Only the lines from the one with "Label the vaulted" to the end of the material should be reproduced, exactly and in full, both ends included.

══════════════════════════════

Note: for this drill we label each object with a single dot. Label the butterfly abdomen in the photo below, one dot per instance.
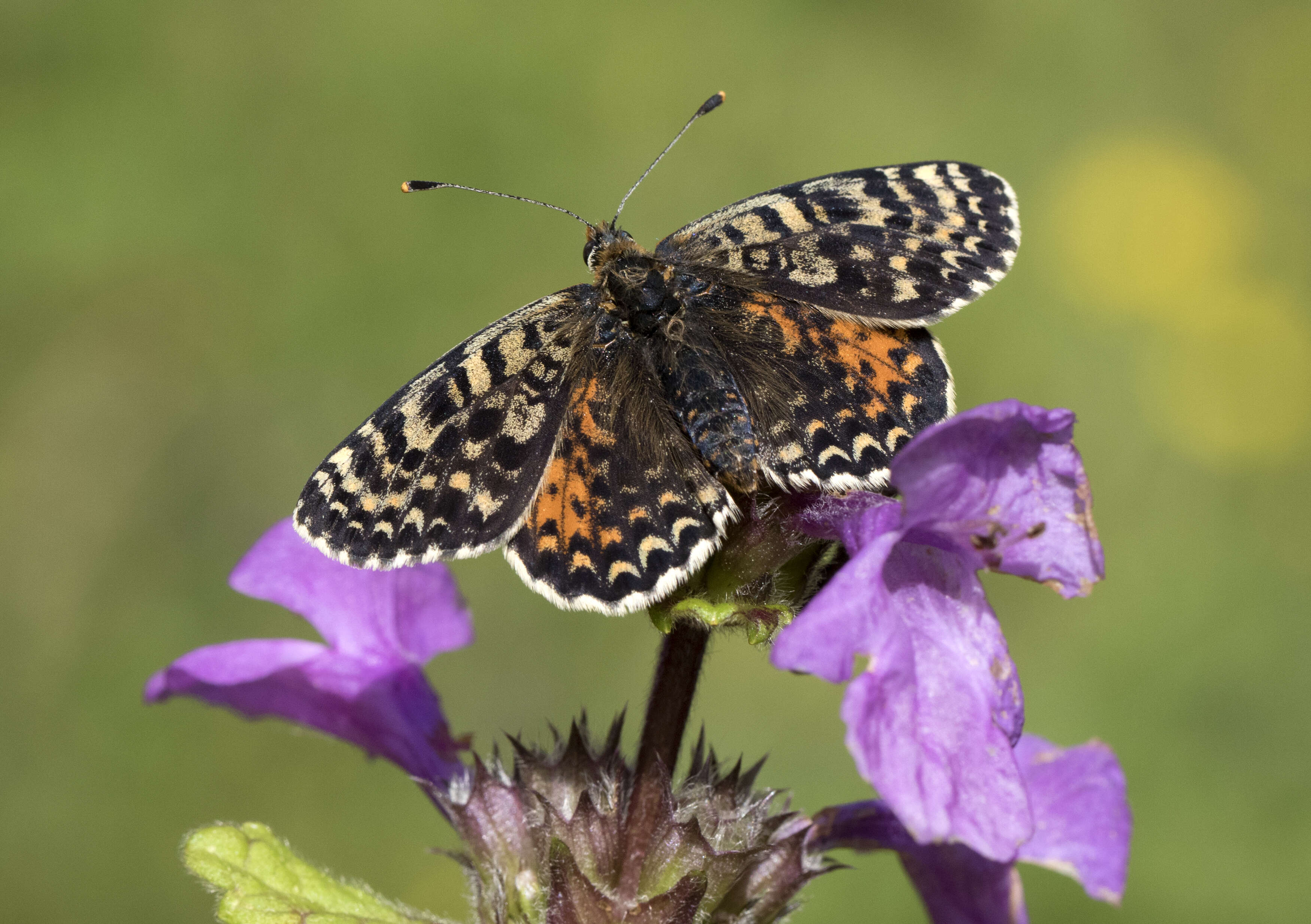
(710, 405)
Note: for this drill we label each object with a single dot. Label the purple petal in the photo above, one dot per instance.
(1082, 820)
(956, 885)
(857, 518)
(930, 723)
(387, 709)
(408, 614)
(1005, 484)
(838, 624)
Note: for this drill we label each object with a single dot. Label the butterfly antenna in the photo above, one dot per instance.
(706, 108)
(420, 185)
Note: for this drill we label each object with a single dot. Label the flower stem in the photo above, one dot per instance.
(673, 687)
(670, 703)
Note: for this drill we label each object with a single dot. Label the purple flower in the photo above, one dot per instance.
(1082, 827)
(933, 719)
(366, 685)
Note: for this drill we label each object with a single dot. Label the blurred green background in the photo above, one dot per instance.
(208, 276)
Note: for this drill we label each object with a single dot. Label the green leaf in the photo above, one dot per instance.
(261, 881)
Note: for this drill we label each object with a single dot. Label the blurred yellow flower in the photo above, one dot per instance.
(1158, 232)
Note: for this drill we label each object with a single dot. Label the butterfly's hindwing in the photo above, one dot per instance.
(904, 246)
(626, 512)
(449, 466)
(841, 398)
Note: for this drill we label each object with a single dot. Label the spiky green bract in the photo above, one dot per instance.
(260, 880)
(548, 841)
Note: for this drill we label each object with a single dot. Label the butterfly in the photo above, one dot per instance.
(609, 434)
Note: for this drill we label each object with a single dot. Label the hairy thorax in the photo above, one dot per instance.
(652, 308)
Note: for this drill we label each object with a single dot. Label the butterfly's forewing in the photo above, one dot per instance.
(626, 512)
(838, 396)
(902, 246)
(449, 466)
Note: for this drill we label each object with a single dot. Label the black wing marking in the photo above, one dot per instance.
(838, 396)
(450, 465)
(906, 246)
(626, 512)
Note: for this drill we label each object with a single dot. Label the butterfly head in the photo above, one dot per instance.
(608, 244)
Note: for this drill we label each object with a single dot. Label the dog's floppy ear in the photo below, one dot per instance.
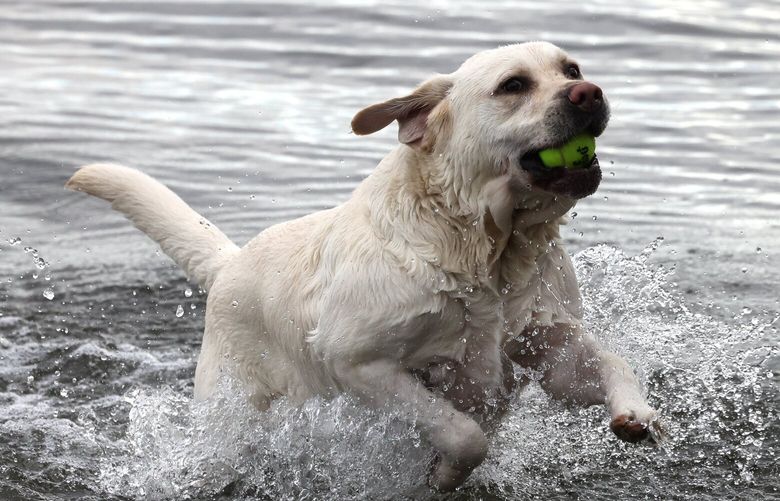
(411, 111)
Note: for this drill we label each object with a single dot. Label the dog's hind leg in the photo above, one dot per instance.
(457, 438)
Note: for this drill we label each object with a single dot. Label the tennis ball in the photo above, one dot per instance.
(575, 154)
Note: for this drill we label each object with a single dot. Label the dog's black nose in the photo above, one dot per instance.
(586, 96)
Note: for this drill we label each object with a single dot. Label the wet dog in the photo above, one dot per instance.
(443, 268)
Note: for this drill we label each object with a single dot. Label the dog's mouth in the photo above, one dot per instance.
(575, 183)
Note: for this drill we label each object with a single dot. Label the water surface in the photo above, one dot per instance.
(244, 109)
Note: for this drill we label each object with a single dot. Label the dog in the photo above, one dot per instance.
(443, 269)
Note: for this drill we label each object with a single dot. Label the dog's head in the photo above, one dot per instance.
(495, 113)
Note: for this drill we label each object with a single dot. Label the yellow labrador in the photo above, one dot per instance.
(445, 261)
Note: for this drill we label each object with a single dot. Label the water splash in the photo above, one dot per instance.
(177, 448)
(709, 379)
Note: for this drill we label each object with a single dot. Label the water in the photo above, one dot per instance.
(244, 110)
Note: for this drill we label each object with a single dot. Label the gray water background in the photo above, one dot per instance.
(243, 109)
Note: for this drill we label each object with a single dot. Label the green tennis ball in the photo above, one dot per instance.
(575, 154)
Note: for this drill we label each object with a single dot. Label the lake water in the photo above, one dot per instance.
(243, 108)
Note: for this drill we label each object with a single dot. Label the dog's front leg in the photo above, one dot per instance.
(577, 369)
(457, 438)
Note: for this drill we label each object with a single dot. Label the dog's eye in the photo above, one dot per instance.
(573, 71)
(513, 85)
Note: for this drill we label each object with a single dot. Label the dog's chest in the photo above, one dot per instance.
(468, 317)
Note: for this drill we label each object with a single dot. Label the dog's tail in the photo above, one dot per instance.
(196, 245)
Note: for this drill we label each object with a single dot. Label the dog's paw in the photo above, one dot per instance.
(630, 429)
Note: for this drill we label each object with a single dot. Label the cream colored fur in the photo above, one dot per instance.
(441, 256)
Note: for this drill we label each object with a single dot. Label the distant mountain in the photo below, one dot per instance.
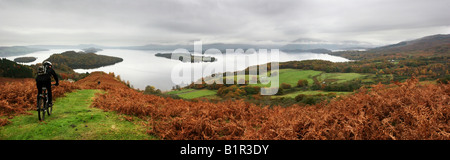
(439, 43)
(17, 50)
(435, 45)
(80, 46)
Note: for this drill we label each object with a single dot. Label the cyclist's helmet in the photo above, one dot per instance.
(47, 63)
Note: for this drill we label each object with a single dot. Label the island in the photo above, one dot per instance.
(193, 59)
(24, 59)
(82, 60)
(92, 50)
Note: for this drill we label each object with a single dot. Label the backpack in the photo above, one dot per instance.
(42, 70)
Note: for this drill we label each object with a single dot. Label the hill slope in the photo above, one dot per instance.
(430, 46)
(72, 118)
(398, 111)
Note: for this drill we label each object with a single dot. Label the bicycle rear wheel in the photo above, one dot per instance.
(41, 109)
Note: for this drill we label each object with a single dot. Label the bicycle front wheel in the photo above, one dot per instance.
(49, 109)
(41, 109)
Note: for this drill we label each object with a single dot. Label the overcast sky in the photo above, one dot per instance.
(139, 22)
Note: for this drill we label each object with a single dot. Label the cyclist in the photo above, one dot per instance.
(43, 79)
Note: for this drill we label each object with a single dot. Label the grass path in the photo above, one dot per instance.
(73, 119)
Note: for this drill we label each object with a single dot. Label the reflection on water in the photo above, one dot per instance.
(143, 68)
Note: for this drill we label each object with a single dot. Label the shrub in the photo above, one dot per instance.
(299, 97)
(285, 86)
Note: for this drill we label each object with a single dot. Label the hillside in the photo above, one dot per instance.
(398, 111)
(430, 46)
(77, 60)
(13, 70)
(17, 50)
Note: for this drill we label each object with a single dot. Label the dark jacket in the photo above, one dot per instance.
(47, 77)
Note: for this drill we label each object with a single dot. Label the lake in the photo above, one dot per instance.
(142, 67)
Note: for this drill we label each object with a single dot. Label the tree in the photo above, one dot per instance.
(285, 86)
(299, 97)
(302, 83)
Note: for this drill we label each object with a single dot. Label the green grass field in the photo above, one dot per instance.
(180, 91)
(73, 119)
(197, 93)
(339, 77)
(293, 94)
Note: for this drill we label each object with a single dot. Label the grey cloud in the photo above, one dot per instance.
(139, 22)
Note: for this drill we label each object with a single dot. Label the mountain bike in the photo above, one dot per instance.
(43, 106)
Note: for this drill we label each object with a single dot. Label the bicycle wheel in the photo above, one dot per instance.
(41, 111)
(49, 109)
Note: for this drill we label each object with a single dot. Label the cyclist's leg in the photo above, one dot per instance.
(39, 86)
(49, 91)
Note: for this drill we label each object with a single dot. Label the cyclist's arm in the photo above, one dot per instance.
(53, 73)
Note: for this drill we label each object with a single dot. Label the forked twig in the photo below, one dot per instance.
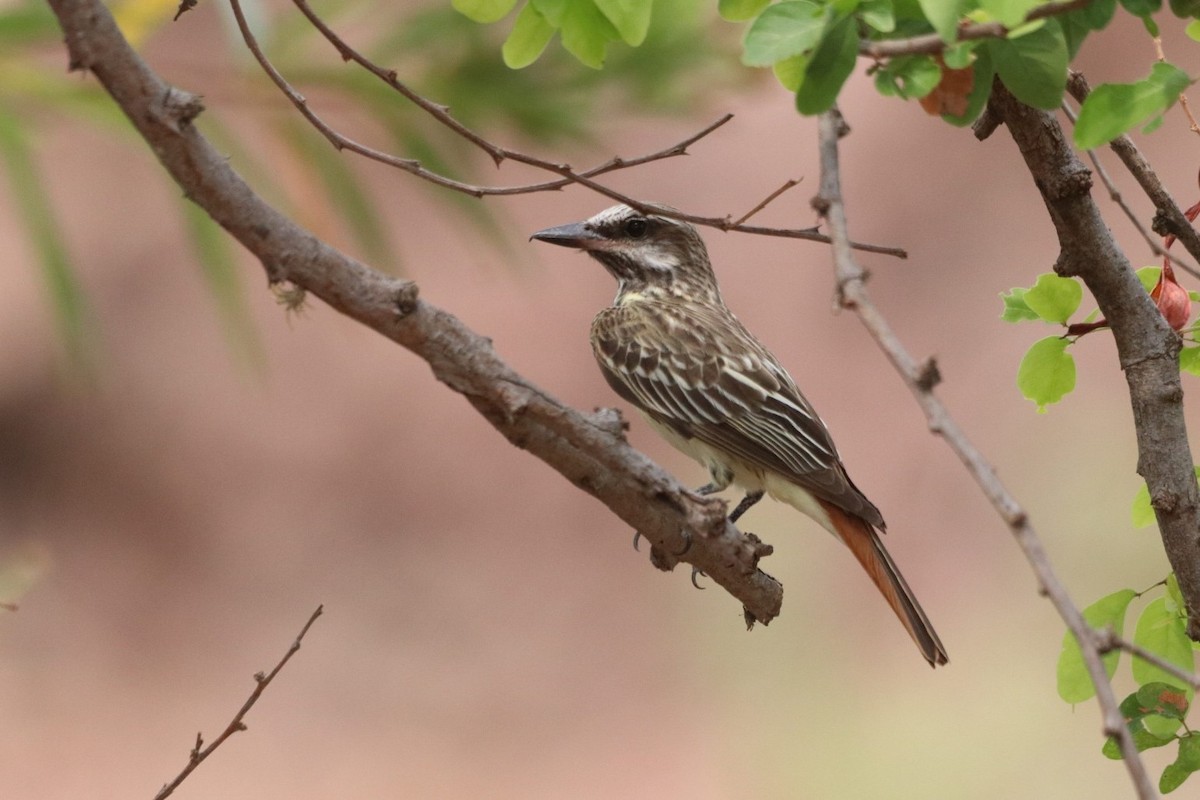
(262, 681)
(851, 282)
(567, 174)
(1115, 196)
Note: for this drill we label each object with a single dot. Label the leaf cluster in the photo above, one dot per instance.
(1157, 710)
(1047, 373)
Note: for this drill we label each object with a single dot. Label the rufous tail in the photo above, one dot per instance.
(864, 542)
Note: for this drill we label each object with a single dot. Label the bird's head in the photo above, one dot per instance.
(651, 256)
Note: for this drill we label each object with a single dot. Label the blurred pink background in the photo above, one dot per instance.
(489, 631)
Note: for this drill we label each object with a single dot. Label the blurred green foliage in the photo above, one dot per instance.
(436, 50)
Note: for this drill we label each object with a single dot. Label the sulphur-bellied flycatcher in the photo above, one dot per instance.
(670, 347)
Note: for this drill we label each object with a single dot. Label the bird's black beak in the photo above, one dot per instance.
(576, 234)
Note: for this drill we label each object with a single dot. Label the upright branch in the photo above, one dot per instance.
(921, 380)
(1147, 348)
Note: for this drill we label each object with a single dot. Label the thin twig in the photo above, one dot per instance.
(498, 154)
(262, 681)
(1108, 641)
(931, 43)
(852, 292)
(1183, 98)
(1115, 196)
(1131, 156)
(589, 450)
(769, 198)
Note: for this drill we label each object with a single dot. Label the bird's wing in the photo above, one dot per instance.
(700, 372)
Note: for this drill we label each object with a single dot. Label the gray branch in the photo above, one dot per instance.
(1146, 346)
(588, 450)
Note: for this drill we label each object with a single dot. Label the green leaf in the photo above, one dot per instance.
(879, 14)
(910, 77)
(1174, 596)
(1186, 763)
(1011, 13)
(631, 18)
(1141, 7)
(979, 91)
(781, 31)
(1150, 703)
(1047, 373)
(1141, 513)
(586, 32)
(790, 72)
(1033, 66)
(828, 68)
(1113, 109)
(959, 55)
(1163, 632)
(484, 11)
(1074, 684)
(528, 38)
(738, 11)
(1054, 299)
(1162, 708)
(1015, 308)
(1098, 13)
(1161, 699)
(1149, 277)
(36, 210)
(943, 16)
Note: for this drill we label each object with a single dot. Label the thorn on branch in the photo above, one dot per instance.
(181, 107)
(184, 7)
(406, 299)
(929, 376)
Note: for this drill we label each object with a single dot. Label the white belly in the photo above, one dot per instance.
(747, 476)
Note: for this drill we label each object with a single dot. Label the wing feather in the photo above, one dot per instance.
(713, 380)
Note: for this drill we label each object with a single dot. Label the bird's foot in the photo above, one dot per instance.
(748, 503)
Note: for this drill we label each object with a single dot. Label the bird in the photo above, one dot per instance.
(669, 346)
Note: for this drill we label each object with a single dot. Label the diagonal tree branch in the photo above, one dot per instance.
(588, 450)
(497, 152)
(1146, 346)
(199, 752)
(1169, 218)
(921, 380)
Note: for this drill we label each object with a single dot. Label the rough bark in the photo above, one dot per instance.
(588, 450)
(1147, 348)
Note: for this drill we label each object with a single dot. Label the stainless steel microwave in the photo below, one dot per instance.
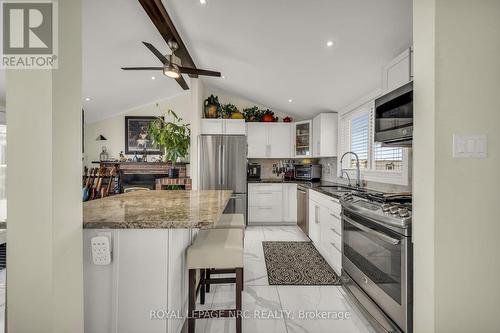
(394, 117)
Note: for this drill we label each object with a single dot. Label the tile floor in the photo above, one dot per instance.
(280, 309)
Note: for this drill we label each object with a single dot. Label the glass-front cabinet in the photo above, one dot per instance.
(303, 139)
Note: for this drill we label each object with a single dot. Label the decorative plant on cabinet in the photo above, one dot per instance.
(173, 136)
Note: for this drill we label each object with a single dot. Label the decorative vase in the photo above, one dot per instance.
(103, 156)
(267, 118)
(173, 173)
(211, 105)
(237, 115)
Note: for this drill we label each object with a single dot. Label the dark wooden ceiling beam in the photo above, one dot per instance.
(162, 21)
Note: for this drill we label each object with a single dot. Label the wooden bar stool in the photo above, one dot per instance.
(227, 221)
(218, 249)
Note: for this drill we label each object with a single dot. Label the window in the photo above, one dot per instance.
(383, 164)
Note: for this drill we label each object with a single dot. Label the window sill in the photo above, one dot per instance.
(389, 177)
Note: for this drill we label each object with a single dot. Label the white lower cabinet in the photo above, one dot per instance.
(147, 276)
(272, 203)
(290, 203)
(325, 228)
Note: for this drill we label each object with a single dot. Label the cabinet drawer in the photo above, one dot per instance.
(328, 202)
(265, 187)
(335, 259)
(265, 199)
(332, 221)
(264, 214)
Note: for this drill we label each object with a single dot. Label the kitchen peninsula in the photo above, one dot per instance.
(146, 281)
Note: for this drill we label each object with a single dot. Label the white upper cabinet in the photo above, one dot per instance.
(269, 140)
(325, 135)
(302, 139)
(235, 127)
(398, 72)
(257, 140)
(280, 140)
(223, 126)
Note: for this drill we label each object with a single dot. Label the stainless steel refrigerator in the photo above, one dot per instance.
(223, 167)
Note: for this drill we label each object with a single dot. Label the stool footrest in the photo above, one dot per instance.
(222, 271)
(207, 314)
(220, 280)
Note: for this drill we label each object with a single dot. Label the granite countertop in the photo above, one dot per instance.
(156, 210)
(313, 185)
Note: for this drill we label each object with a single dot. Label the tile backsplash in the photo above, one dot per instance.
(329, 173)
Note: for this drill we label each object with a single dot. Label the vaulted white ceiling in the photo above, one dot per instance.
(269, 51)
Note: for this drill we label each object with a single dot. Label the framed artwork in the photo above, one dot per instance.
(137, 136)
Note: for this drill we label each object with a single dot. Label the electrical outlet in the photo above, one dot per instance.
(469, 146)
(101, 250)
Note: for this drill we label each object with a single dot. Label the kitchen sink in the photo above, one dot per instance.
(340, 188)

══════════════════════════════

§ **Response to the exercise**
Note: for this drill we label each object with a single dot. Label the vaulted white ceiling in the photo above, one dot per instance.
(269, 51)
Note: for this drill we label each object with a single dot. Label the framed artwork in the photo above, one dot per instance.
(137, 136)
Note: for this drill we label each object with a single dot. Label the electrical outlet in the photo above, one dot per instance.
(469, 146)
(101, 250)
Note: for this drill we label each object with a single dot. Label the kitchen sink in the photo above, one dot per instance.
(340, 188)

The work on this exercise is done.